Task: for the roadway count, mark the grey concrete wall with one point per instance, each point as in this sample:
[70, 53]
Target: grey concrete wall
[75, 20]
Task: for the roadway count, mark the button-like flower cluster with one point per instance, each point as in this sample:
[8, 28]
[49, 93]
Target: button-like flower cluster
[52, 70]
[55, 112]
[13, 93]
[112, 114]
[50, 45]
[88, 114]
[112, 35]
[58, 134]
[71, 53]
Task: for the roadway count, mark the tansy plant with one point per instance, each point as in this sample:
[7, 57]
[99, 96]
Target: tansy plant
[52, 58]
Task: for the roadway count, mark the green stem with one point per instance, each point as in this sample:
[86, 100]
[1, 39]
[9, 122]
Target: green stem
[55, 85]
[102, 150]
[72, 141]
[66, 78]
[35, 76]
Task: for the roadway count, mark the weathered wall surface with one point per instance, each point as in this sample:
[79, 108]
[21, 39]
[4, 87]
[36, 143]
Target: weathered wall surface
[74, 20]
* * *
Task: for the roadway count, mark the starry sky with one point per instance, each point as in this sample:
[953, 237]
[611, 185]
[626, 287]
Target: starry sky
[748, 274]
==
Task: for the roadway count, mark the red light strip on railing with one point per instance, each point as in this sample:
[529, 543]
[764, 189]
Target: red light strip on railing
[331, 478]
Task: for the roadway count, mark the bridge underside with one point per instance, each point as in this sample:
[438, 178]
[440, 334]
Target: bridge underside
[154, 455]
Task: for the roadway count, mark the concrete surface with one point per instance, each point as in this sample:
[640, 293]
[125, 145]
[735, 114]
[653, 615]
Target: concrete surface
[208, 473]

Stated problem:
Return every line from the records above that contains the word "light".

Solution for this task:
Task: for the roadway count, mark the red light strip on railing with one point per instance, each point as in this sample:
Target: red light strip on railing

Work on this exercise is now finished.